Segmentation labeling items
-- begin --
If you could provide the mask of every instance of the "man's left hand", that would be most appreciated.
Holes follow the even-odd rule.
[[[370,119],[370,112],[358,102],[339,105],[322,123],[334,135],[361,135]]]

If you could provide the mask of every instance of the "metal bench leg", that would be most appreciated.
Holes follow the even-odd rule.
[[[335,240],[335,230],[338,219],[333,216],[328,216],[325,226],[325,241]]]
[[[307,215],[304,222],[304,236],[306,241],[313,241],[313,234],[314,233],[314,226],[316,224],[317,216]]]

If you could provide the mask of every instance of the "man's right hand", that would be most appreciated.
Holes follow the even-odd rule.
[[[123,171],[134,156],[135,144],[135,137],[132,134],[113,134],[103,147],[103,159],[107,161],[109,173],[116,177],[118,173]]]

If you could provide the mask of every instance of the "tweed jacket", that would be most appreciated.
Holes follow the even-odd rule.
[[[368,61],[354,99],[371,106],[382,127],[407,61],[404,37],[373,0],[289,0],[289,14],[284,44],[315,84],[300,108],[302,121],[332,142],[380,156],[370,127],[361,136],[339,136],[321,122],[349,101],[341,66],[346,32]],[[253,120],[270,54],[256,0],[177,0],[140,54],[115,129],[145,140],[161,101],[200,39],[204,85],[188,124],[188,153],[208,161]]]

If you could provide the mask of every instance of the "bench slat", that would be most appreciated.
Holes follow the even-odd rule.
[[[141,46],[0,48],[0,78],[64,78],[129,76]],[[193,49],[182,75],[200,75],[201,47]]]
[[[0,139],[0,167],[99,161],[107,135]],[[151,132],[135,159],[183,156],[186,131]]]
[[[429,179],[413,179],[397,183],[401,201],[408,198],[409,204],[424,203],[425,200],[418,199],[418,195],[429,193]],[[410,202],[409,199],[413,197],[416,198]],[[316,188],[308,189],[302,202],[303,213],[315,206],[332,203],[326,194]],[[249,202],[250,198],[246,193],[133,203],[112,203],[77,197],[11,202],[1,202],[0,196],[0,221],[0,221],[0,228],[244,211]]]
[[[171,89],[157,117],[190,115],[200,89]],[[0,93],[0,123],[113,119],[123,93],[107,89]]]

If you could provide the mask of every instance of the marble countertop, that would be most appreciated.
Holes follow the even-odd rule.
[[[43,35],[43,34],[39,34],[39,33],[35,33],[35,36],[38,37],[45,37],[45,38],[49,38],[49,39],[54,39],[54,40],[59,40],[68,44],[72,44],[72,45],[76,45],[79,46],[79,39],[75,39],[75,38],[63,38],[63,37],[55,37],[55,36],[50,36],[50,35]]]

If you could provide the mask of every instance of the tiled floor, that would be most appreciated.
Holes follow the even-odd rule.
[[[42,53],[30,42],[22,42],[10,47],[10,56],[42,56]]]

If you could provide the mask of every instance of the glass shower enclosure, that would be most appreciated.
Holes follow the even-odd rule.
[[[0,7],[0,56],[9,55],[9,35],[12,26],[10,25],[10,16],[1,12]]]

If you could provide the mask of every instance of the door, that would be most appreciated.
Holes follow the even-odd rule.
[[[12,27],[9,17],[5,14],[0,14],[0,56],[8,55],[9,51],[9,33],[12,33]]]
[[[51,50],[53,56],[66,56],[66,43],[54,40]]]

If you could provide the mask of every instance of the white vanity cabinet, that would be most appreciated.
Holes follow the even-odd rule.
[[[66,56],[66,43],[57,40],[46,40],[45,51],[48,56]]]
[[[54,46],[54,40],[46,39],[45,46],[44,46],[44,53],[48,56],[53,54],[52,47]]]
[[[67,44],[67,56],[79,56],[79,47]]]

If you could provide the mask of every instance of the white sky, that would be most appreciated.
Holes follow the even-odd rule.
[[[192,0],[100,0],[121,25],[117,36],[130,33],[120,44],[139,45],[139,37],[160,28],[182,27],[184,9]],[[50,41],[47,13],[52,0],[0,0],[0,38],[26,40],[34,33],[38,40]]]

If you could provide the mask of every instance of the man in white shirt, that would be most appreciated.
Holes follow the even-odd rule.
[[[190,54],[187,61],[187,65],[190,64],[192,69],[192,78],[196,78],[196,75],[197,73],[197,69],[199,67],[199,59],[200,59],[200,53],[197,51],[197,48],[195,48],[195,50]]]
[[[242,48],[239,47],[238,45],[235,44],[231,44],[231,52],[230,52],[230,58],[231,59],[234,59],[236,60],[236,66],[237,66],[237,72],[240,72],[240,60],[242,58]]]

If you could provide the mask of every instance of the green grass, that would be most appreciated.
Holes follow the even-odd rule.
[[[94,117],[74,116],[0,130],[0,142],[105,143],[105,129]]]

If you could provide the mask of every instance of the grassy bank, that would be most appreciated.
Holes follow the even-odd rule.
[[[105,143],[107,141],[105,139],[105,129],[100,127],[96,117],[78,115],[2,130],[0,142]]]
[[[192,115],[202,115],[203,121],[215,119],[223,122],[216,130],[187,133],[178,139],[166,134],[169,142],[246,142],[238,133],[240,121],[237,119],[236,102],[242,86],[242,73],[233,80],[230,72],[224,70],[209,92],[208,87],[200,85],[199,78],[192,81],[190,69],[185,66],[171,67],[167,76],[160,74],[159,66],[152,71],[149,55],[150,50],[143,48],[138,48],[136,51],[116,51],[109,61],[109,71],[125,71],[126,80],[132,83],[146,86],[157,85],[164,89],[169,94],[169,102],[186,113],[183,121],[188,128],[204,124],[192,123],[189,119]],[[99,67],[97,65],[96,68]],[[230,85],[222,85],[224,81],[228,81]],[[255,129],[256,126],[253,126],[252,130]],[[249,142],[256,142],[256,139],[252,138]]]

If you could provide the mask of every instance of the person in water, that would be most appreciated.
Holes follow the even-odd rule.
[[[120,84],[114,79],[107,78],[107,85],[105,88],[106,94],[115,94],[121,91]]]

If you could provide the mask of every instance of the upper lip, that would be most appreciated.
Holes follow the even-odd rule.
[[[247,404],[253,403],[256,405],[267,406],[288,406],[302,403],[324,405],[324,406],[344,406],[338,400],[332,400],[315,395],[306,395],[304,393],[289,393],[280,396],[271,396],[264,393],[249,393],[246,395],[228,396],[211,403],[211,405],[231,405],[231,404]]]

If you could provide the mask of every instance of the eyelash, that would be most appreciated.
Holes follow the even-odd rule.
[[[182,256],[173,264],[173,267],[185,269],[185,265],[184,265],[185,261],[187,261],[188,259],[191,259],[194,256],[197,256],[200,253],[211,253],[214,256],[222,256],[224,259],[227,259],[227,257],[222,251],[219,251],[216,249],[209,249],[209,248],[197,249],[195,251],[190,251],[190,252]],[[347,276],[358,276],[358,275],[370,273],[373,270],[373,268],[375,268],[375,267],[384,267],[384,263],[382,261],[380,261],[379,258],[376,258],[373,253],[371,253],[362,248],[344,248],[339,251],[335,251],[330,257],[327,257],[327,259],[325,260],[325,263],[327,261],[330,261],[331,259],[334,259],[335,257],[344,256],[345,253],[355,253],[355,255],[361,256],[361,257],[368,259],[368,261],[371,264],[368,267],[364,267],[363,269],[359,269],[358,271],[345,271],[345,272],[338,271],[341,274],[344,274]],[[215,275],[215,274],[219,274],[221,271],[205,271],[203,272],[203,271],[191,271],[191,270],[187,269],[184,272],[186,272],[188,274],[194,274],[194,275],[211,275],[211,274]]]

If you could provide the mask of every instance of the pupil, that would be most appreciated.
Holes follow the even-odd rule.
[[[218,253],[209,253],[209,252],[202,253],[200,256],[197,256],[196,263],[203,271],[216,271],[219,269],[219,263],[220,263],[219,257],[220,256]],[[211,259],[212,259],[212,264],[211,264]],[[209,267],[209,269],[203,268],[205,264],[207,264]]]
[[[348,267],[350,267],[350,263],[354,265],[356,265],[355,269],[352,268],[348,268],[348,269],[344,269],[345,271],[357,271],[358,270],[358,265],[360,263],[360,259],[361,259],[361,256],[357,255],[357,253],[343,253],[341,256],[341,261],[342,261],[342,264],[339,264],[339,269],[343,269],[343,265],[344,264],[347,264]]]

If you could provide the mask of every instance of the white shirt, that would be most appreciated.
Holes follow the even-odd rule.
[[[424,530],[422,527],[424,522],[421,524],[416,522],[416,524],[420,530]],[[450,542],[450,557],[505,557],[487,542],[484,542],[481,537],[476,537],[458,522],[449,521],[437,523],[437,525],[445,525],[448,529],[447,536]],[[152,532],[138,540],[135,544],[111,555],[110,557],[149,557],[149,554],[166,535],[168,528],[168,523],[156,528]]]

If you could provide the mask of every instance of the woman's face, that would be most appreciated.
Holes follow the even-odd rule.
-- end --
THE TASK | Render the items from the line with "enclosure, that would be most appreciated." up to and including the line with "[[[67,44],[67,56],[79,56],[79,47]]]" as a Markdown table with the columns Row and Line, numbering each row and leaving out blank lines.

REPLY TO THE EXERCISE |
| Row | Line |
|---|---|
| 1 | If you could provide the mask of every instance of the glass shower enclosure, that would be most appreciated. |
| 2 | Holes follow the even-odd rule. |
| 3 | [[[0,7],[0,56],[9,55],[9,35],[12,26],[10,25],[10,16],[1,12]]] |
| 4 | If you could provide the mask of every instance of the door, that would be most appreciated. |
| 5 | Holes follow the even-odd rule. |
| 6 | [[[12,27],[9,17],[5,14],[0,14],[0,56],[8,55],[9,51],[9,33],[12,33]]] |
| 7 | [[[51,50],[53,56],[66,56],[66,43],[54,40]]] |
| 8 | If you could provide the mask of every instance of the white vanity cabinet, that would be most appreciated. |
| 9 | Holes follow the even-odd rule. |
| 10 | [[[66,56],[66,43],[57,40],[46,40],[45,51],[48,56]]] |
| 11 | [[[54,46],[54,40],[46,39],[45,46],[44,46],[44,53],[48,56],[53,54],[52,47]]] |
| 12 | [[[67,44],[67,56],[79,56],[79,47]]] |